--- SOURCE MATERIAL ---
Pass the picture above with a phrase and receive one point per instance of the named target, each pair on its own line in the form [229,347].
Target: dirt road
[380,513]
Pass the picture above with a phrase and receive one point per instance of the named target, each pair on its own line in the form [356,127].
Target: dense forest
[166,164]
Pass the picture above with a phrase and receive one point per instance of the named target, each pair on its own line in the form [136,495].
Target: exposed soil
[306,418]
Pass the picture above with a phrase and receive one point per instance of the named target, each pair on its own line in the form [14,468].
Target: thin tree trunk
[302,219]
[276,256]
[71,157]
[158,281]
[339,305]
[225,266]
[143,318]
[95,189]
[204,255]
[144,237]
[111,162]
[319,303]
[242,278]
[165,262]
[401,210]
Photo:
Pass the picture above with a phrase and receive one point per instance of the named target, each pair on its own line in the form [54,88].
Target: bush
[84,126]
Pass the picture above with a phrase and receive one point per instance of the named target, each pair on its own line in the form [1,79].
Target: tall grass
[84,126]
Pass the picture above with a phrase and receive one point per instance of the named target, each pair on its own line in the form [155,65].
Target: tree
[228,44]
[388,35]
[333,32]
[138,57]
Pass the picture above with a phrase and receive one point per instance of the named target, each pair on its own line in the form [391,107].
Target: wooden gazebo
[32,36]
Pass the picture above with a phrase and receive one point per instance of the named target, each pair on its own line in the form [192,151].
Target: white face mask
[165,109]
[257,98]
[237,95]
---
- [TASK TO COMPLETE]:
What you return must match the data line for line.

- [ANSWER TO THE EXERCISE]:
Pass the picture above with a phrase and receive one point per instance of the named target, each pair on its own line in the form [229,347].
Target: dirt road
[380,513]
Pass the picture above with a phrase and receive one point per instance of the named target, each pair on its own line in the form [356,127].
Target: dense forest
[166,164]
Pass the picture above with a phrase and receive one point per instance of the named target, each pair on its own line in the form [136,495].
Target: exposed soil
[306,418]
Pass the picture above with a phrase and receive one point per instance of the named target, each pair on its own line in the form [14,468].
Target: thin tree trunk
[302,219]
[276,256]
[71,157]
[158,281]
[339,305]
[225,266]
[143,318]
[95,189]
[204,255]
[144,237]
[111,162]
[319,303]
[242,278]
[165,262]
[401,210]
Photo:
Pass the picture above with a phrase and receive one point per instance of the named target, each pair on its own line in the form [54,88].
Target: bush
[84,126]
Pass the picture above with a phrase and receive one point per instance of the named target, each pair on its own line in the form [1,79].
Target: tall grass
[84,126]
Pass the picture above with a phrase and receive one point per instance of the named target, each pair on its own line in the form [155,65].
Target: tree
[228,44]
[388,35]
[333,32]
[138,57]
Pass the picture above with a phrase and receive one point per instance of the named target, each pair on its own line in the form [391,107].
Target: wooden gazebo
[32,36]
Pass the picture above with a phrase and receive one point per instance of the named target, each pair on its own line in the form [192,151].
Target: white face mask
[165,109]
[257,98]
[237,95]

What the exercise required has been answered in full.